# [TESTO]

Nel contesto qui esposto si capisce quindi come il substrato culturale sia quello maschilista o più precisamente di ordine patriarcale, visto come orgine di eterosessismo, genderismo e sessismo. Genderismo inteso come la convinzione per cui se i sessi sono due anche i generi sessuali si devono conformare al sesso di appartenenza. Non meraviglia quindi il clima ancora prevalentemente transfobico della società attuale, che si ripercuote in ogni aspetto della vita delle persone trans. La discriminazione è sia sistemica che personale. Quella sistemica consiste ad esempio anche in requisiti rigidi per ottenere una identificazione legale corrispondente alla propria identità di genere, trattamenti differenziati (ospedali, carceri, bagni pubblici), organizzazioni che accettano solo persone con documenti rettificati, far passare sotto silenzio la violenza sessuale o gli omicidi delle persone trans. Quella personale ad esempio può consistere nel rifiutare un posto di lavoro o un appartamento in affitto.

# [ESERCIZIO]
Prosegui il testo sulla discriminazione delle persone trans a partire dalla sua ultima frase. I dati sono materiale a sé e non fanno parte del testo.

# [DATI]

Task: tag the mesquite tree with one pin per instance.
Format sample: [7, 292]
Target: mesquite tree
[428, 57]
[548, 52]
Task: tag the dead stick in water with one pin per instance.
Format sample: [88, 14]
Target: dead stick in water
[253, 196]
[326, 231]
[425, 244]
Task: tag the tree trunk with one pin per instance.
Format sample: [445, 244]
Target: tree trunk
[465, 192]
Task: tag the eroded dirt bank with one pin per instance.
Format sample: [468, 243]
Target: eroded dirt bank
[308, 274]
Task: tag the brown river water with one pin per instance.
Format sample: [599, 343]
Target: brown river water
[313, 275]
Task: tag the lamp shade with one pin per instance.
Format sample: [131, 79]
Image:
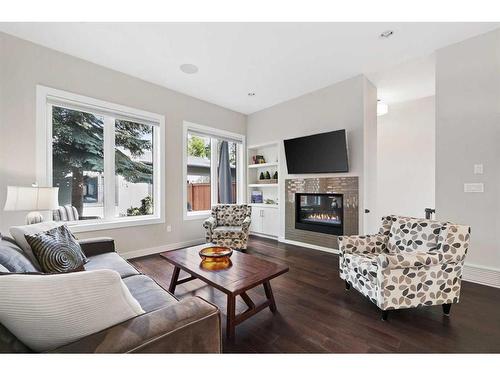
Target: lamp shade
[22, 198]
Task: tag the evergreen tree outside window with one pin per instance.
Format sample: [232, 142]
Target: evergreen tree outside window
[106, 164]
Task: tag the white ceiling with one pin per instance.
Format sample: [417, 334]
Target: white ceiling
[277, 61]
[406, 81]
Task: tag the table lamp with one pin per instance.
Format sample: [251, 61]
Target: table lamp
[33, 198]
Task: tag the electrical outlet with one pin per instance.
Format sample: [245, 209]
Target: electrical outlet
[474, 187]
[478, 169]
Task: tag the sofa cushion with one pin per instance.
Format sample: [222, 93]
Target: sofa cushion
[48, 311]
[57, 250]
[12, 258]
[227, 232]
[148, 293]
[363, 264]
[110, 261]
[412, 234]
[18, 232]
[231, 214]
[10, 343]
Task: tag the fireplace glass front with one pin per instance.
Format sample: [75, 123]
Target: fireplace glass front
[319, 212]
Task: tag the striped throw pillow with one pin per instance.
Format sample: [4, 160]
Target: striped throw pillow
[57, 250]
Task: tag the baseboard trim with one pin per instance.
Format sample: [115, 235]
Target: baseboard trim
[161, 249]
[263, 235]
[308, 245]
[481, 275]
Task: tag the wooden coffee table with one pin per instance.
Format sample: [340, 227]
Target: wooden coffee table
[247, 272]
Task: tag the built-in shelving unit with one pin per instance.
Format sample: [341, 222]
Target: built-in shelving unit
[265, 216]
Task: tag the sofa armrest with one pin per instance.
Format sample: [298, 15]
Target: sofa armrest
[416, 259]
[376, 243]
[97, 245]
[209, 223]
[190, 326]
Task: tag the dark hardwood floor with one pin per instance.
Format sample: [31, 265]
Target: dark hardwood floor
[316, 314]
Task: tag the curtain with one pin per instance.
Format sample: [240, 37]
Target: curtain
[225, 180]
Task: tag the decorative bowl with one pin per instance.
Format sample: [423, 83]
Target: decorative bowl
[215, 257]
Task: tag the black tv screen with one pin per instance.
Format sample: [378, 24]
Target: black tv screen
[319, 153]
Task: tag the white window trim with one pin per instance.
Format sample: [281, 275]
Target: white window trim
[240, 164]
[45, 95]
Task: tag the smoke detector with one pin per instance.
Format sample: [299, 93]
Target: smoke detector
[386, 34]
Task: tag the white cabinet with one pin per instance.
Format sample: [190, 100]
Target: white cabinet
[265, 214]
[265, 220]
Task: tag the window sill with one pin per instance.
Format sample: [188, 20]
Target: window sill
[92, 225]
[198, 215]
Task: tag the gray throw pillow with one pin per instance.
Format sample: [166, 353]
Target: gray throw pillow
[57, 250]
[13, 258]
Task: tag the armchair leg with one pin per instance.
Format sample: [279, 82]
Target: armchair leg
[347, 285]
[446, 309]
[385, 315]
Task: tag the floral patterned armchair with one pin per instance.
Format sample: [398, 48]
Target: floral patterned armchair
[410, 263]
[229, 225]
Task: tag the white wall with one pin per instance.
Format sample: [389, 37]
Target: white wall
[339, 106]
[468, 133]
[406, 158]
[23, 65]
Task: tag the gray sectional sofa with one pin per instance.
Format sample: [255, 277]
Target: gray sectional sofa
[168, 325]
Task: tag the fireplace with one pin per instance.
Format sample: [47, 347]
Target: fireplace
[318, 212]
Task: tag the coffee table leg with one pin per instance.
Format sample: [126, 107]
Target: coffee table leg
[270, 296]
[173, 281]
[231, 317]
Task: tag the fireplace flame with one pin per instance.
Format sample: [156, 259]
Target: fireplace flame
[326, 217]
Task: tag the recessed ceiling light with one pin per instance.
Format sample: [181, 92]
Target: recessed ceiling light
[189, 68]
[386, 34]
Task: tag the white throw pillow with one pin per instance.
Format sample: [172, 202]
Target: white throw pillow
[48, 311]
[18, 233]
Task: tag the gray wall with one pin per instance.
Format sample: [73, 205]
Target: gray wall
[468, 133]
[24, 65]
[406, 158]
[339, 106]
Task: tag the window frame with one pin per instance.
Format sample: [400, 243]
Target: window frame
[240, 166]
[46, 97]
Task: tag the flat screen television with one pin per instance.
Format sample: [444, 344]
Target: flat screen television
[318, 153]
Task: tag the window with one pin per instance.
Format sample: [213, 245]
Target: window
[105, 159]
[212, 169]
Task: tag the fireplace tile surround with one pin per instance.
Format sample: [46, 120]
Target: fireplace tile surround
[347, 186]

# [RISULTATO]
Particolarmente sentita nel testo mi pare la questione del lavoro, magistralmente esposta in alcune pagine che definirei davvero di portata universale. Lo sfruttamento lavorativo viene definito come il processo di trasferimento degli effetti del lavoro di un dato gruppo sociale in modo da avvantaggiarne un altro. Praticamente sono le regole sociali, gli effettivi rapporti di potere e una subalternità sociale a definire la natura del lavoro, chi lo svolge per chi. Non a caso viene preso come esempio la popolazione di colore e il lavoro di servizio. Ovunque vi è razzismo l’assunto è che il gruppo oppresso dovrebbe servire il gruppo privilegiato e fatto è che molti bianchi hanno servitori domestici di etnie discriminate. Nelle società occidentali i lavori di servizio sono destinati a persone migranti. Dal punto di vista del genere abbiamo il patriarcato pubblico, quello che riserva alle donne ad esempio lavori di accudimento fisico o prestazioni sessuali o anche di sostegno psicologico. Nel testo Monica scrive: “non è stato difficile per le attiviste transgender identificare come sfruttamento la pratica di riservare loro come unica fonte possibile di sostentamento la prostituzione”, da cui l’associazione culturale transessualità/prostituzione radicata ovunque. Aggiungo io, tutto questo proprio per la mancanza di effettive possibilità di scelta, come avviene oggi anche per le donne migranti, anche quando non abbiano una pistola puntata alla testa. Questo certo ora non per aprire un infinito dibattito sulle opzioni legislative a disposizione, non è la sede, ma solo per chiarire la cornice economica e sociale di riferimento.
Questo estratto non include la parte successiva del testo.